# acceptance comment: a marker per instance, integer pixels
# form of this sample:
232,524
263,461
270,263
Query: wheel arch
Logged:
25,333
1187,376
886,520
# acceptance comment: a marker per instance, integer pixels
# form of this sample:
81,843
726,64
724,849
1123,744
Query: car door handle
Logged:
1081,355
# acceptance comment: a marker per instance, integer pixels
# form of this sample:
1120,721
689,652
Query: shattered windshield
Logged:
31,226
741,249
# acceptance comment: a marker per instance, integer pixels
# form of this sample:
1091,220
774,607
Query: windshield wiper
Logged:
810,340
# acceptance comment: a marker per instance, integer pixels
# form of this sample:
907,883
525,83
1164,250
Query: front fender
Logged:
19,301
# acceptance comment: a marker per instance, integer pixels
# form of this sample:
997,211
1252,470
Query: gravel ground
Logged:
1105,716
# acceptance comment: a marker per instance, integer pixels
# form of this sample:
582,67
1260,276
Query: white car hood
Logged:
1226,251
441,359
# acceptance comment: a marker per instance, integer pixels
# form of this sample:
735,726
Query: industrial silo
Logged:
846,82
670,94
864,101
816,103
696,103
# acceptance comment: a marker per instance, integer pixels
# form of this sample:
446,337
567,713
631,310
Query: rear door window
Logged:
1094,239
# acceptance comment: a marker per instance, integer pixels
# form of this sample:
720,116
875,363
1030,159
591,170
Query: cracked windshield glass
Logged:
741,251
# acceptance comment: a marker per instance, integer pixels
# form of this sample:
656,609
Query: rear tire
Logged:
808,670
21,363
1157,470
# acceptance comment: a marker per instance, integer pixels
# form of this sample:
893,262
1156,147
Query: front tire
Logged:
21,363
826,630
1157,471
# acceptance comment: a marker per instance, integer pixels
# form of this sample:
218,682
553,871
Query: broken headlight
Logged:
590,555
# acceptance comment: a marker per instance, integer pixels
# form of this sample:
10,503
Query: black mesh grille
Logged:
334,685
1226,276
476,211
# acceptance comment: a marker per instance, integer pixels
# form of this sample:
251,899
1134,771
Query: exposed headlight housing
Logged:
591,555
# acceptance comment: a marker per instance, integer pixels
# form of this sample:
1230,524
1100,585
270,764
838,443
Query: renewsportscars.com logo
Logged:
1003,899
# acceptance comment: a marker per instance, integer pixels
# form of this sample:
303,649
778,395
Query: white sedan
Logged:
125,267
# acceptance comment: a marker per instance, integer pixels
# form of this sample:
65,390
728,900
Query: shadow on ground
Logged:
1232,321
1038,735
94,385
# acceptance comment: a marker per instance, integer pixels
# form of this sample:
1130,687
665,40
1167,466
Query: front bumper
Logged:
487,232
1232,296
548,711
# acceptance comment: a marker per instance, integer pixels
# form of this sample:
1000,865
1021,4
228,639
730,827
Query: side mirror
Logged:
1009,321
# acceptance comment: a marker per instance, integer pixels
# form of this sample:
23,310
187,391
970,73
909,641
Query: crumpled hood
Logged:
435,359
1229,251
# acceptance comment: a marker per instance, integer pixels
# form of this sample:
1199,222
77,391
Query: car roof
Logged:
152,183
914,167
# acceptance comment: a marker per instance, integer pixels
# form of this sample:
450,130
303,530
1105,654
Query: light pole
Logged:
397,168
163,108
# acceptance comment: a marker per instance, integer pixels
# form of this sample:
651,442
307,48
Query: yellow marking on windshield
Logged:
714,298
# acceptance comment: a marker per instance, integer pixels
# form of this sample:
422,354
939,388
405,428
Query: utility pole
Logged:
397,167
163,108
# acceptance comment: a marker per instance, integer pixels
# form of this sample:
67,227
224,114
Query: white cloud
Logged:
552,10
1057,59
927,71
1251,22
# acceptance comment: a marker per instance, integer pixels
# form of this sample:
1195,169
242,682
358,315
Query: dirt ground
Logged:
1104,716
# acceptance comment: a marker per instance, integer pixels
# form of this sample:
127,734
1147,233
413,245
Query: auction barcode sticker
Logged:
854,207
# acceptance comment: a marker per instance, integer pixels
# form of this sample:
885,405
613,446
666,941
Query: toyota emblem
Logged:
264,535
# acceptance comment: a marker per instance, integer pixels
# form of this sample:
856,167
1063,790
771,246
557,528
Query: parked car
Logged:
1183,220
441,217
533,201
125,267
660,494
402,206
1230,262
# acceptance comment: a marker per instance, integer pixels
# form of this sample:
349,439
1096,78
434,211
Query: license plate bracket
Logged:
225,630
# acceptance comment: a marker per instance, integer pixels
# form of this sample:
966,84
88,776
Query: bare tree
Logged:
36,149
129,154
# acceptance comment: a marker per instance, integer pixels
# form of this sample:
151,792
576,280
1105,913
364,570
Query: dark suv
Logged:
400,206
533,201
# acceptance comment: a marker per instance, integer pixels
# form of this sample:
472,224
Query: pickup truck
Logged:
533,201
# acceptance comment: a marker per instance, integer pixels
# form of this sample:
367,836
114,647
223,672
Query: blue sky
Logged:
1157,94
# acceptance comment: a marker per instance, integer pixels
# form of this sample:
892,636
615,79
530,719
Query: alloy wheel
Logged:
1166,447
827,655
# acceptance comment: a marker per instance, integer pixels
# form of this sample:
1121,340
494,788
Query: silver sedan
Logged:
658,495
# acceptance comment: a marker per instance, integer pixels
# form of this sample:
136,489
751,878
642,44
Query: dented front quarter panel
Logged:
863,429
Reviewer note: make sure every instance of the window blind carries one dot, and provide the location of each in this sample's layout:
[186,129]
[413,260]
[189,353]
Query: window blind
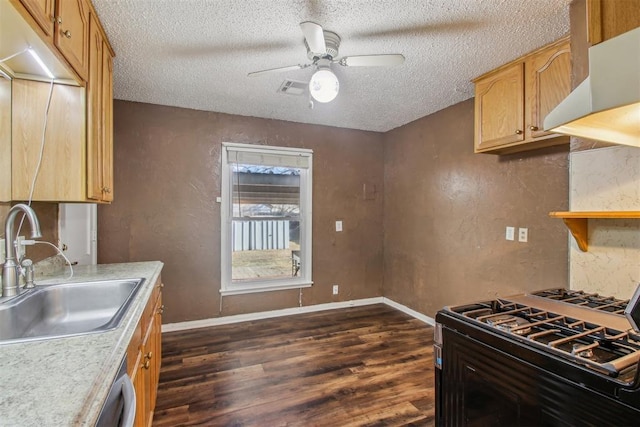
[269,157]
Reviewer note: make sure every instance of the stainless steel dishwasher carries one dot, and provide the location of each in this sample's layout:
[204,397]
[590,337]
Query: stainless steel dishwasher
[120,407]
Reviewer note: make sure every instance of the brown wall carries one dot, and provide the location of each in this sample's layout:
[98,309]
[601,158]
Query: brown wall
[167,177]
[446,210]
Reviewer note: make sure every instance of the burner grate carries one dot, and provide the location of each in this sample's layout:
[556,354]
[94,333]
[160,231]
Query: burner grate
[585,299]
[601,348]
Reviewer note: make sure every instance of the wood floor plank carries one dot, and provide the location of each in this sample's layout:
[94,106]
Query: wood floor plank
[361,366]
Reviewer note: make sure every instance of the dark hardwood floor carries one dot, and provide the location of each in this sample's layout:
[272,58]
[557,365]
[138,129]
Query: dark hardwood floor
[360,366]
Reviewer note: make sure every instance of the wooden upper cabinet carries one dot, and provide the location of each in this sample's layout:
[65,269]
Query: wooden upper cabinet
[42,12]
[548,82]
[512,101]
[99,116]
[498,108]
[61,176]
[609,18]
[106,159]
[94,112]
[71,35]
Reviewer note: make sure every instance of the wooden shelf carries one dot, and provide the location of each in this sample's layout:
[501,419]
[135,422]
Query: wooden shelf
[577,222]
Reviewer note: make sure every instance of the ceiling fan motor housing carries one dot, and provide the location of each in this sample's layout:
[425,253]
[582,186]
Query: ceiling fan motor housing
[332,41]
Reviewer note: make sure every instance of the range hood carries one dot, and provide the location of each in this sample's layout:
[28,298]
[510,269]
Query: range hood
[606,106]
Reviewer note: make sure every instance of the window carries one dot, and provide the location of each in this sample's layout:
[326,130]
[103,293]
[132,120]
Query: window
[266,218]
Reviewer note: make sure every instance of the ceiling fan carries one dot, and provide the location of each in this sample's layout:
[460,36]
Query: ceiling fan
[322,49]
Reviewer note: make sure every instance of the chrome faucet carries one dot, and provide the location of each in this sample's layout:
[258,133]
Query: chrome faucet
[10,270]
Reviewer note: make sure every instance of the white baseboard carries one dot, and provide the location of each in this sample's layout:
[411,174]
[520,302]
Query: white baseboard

§ OBJECTIVE
Write out exactly the lines from the line holding "ceiling fan carries" through the last line of the data, and nothing besides those lines.

§ FINISHED ANSWER
Reviewer note: make sure every instance of the ceiling fan carries one dot, and provide the location of each in this sample's layout:
[460,36]
Query: ceiling fan
[322,49]
Reviewer note: make sure every instance of the chrome faucet carries one dot, and provide the location of each in this sample's layout:
[258,133]
Query: chrome faucet
[10,270]
Reviewer note: make sure every instance of the white baseboard carries one dot, and provide the location of each in this sample's layout:
[411,174]
[520,302]
Query: white baseboard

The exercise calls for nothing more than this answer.